╭─ Source document

Still a benefit and something that will be worth discussion in tumor boards for definitive NSCLC going forward. Ideally, this will push people away from induction chemo + Surgery for N2 disease.

Yes, we all need to worry about the costs of things at some point, but I'm not going to denigrate the study for showing this amount of a PFS benefit.
 
It's being given in parts of Europe too. I've had 2 patients who got it after CRT for stage III NSCLC.
 
This is a huge improvement over RTOG 0617. Median survival on the standard (winning) arm of that trial was 28 months. The median survival of the PACIFIC treatment arm has not yet been reached but from the curves it appears it will be > 36 months.
 
Toxicity data reported in somewhat unusual way, IMO. I'd expect rare but fatal bleeding (as with Opdivo) and bowel gangrene (Keytruda).
 
Something will indeed need to be done. 100k/year drugs in oncology are nothing new, but previously were generally used in less common settings. Now with 100k/year immunotherapeutics or novel hormonal agents becoming SOC in many common cancers (lung, prostate, soon to be bladder/kidney, etc), costs are going to spiral like crazy. We need medicare to be able to play the makers of these drugs against each other and cover only the cheapest PD-1/PDL-1, novel hormonal agent, etc. The other drugs can remain available to medicare patients but require an approval process.

╰─

> Work instructions:
**1)** In the discussion of the lung cancer trial, what was the median survival on the standard arm of RTOG 0617?
**2)** Reproduce the passage of the discussion of the lung cancer trial starting at "Still a benefit" and ending at "for N2 disease.".

╭─ Listed entries

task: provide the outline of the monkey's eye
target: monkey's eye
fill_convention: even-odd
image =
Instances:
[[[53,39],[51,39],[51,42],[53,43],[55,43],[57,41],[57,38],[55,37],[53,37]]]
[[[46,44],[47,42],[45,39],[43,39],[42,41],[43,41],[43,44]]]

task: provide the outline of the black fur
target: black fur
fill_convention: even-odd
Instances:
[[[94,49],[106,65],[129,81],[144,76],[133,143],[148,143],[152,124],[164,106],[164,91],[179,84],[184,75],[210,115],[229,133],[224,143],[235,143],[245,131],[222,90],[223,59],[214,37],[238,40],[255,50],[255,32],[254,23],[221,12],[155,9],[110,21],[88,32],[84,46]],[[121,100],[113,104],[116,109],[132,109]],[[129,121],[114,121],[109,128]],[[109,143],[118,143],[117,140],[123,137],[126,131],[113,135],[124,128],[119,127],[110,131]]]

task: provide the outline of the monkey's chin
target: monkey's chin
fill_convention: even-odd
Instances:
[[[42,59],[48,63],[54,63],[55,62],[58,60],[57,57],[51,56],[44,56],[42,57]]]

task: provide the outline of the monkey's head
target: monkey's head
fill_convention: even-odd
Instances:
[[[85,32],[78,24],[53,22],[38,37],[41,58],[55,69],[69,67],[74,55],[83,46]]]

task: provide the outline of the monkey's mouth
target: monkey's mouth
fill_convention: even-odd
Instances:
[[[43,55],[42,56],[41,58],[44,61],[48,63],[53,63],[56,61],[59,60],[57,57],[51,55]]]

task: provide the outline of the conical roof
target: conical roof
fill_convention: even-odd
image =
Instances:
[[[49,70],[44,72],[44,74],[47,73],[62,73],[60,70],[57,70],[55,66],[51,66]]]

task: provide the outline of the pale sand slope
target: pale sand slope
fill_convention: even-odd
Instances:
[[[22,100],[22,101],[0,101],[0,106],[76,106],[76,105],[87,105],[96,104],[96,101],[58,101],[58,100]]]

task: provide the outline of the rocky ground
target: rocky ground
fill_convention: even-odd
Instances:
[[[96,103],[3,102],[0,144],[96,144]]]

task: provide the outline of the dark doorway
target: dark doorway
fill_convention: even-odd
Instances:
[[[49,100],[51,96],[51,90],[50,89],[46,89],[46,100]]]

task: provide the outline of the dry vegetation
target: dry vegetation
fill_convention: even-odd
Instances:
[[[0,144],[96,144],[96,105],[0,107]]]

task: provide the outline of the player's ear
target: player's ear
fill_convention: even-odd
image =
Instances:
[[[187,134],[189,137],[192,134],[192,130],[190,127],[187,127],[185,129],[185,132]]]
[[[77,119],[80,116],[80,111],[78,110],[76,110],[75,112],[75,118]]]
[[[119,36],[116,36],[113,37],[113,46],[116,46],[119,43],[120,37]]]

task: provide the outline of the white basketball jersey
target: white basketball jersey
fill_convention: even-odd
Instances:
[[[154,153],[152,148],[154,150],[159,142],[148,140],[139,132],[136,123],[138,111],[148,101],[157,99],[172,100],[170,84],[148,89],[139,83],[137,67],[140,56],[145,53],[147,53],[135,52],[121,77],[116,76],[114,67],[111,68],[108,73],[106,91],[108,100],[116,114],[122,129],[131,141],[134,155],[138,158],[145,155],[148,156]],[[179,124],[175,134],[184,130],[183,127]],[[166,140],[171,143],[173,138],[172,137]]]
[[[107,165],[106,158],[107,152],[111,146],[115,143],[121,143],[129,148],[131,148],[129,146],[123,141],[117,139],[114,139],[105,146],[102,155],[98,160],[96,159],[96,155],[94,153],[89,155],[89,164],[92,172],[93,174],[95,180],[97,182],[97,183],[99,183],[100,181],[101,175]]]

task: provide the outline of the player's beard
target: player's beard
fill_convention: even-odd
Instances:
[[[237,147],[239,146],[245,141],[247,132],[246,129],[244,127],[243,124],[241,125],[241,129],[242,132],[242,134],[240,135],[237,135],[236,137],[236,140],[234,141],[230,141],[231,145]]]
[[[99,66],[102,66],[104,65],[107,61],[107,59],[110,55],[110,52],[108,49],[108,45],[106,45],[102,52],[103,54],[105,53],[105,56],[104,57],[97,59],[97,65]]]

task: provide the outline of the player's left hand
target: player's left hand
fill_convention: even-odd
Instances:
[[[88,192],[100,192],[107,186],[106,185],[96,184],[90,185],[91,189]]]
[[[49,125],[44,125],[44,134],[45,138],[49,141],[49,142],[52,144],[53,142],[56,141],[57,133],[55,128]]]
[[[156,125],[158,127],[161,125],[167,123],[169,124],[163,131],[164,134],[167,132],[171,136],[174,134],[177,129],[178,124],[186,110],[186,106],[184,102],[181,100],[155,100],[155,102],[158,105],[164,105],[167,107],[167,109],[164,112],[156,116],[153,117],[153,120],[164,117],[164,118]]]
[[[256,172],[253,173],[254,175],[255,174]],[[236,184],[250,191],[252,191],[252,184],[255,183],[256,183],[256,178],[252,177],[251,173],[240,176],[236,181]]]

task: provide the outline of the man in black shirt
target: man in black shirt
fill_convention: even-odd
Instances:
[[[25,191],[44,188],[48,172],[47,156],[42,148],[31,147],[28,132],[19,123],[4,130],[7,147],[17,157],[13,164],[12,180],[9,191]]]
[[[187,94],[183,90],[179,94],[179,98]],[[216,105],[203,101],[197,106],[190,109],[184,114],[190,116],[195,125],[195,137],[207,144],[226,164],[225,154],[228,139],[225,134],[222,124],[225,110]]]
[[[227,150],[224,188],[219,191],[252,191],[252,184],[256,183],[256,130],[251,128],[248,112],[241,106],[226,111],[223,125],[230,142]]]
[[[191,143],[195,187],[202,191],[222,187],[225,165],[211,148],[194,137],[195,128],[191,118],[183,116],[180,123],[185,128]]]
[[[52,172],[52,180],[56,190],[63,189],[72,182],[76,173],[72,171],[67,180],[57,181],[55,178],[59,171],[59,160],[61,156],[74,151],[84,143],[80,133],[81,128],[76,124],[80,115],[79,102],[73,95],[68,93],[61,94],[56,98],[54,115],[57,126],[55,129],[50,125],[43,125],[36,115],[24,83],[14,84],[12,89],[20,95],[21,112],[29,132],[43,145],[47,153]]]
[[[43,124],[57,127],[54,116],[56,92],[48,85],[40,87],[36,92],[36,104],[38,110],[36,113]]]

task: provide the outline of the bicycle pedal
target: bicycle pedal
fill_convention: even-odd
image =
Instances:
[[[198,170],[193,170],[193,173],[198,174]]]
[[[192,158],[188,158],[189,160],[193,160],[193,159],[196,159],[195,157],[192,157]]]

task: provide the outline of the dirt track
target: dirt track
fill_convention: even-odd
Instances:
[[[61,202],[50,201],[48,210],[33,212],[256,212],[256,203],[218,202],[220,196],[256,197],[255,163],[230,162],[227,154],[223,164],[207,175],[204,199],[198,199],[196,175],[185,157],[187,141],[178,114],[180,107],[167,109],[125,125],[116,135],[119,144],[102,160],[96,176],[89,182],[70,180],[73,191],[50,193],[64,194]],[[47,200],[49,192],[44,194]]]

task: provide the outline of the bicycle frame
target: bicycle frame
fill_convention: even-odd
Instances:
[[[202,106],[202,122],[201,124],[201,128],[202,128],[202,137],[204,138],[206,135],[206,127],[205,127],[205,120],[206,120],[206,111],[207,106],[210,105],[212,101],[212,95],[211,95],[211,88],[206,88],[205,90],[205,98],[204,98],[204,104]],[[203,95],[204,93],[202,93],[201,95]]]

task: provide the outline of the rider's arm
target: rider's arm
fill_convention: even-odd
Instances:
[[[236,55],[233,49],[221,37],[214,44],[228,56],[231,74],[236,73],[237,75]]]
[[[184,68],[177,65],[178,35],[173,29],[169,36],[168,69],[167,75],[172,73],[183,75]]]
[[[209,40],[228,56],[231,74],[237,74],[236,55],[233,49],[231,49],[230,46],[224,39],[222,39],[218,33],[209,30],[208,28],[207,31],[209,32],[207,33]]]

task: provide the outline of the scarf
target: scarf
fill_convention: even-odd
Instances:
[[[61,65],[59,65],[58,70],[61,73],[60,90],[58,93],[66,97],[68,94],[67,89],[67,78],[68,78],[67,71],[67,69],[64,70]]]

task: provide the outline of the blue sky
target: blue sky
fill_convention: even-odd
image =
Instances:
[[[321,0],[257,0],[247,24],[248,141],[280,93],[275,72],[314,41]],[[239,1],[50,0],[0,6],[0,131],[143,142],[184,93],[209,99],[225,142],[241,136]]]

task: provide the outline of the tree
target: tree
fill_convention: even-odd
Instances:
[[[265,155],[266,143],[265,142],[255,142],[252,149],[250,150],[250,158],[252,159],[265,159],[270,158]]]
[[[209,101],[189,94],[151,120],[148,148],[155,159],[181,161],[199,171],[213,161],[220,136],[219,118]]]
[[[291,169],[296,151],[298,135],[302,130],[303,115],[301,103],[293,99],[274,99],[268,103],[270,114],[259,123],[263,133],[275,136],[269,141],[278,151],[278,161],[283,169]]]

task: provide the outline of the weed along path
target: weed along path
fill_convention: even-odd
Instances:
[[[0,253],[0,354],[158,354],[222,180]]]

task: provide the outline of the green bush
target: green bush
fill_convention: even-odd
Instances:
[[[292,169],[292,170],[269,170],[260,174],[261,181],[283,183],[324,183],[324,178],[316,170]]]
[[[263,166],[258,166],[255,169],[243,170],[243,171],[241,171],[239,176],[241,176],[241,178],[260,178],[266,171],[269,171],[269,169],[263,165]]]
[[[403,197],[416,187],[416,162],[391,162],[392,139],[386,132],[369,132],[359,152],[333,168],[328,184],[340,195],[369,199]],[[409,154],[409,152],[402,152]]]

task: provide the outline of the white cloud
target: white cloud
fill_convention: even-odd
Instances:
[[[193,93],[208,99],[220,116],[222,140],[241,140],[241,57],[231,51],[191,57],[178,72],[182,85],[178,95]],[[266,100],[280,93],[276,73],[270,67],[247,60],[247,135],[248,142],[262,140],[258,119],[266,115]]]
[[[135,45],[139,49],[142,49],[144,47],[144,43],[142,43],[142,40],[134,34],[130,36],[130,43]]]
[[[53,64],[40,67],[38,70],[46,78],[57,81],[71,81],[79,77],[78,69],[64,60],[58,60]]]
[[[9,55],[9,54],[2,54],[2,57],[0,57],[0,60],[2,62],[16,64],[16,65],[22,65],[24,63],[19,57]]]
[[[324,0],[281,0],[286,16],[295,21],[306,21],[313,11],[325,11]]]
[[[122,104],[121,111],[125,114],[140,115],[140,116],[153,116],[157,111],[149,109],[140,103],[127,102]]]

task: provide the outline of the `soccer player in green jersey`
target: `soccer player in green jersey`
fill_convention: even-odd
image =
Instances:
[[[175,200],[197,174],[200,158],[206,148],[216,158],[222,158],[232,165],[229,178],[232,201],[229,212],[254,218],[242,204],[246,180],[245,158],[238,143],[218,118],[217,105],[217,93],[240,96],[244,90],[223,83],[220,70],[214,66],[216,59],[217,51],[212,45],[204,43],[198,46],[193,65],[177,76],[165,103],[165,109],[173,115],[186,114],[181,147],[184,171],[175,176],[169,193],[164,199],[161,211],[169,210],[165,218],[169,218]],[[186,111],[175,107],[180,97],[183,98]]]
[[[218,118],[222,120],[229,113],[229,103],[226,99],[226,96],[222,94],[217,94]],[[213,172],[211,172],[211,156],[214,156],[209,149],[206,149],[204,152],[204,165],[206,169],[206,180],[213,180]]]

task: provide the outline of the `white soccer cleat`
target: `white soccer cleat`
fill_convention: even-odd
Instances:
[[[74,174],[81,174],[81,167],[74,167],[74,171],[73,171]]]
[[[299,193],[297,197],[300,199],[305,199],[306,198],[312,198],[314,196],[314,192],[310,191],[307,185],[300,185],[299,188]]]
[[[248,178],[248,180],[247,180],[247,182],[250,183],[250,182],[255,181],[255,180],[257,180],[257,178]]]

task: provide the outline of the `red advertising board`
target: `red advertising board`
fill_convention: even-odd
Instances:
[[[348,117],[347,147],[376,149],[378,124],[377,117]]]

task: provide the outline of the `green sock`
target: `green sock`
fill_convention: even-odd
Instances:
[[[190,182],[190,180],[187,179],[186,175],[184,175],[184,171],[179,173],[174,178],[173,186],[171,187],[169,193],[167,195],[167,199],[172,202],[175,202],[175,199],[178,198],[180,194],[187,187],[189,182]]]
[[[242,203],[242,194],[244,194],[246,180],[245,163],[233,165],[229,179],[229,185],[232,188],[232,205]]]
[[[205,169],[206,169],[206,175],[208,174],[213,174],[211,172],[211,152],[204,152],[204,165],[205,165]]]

╰─

> Responses to the exercise:
**1)** 28 months.

**2)**
Still a benefit and something that will be worth discussion in tumor boards for definitive NSCLC going forward. Ideally, this will push people away from induction chemo + Surgery for N2 disease.